**Objective:**
Please reproduce the listing below with "wooden" renamed to "timber" wherever it occurs, keeping everything else unchanged.

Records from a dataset

========================

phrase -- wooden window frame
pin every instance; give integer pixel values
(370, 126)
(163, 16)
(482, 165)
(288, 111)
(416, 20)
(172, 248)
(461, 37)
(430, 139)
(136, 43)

========================

**Solved problem:**
phrase -- timber window frame
pin every instance; give integer pixel values
(370, 126)
(163, 16)
(482, 165)
(288, 111)
(416, 20)
(172, 248)
(461, 37)
(430, 139)
(136, 43)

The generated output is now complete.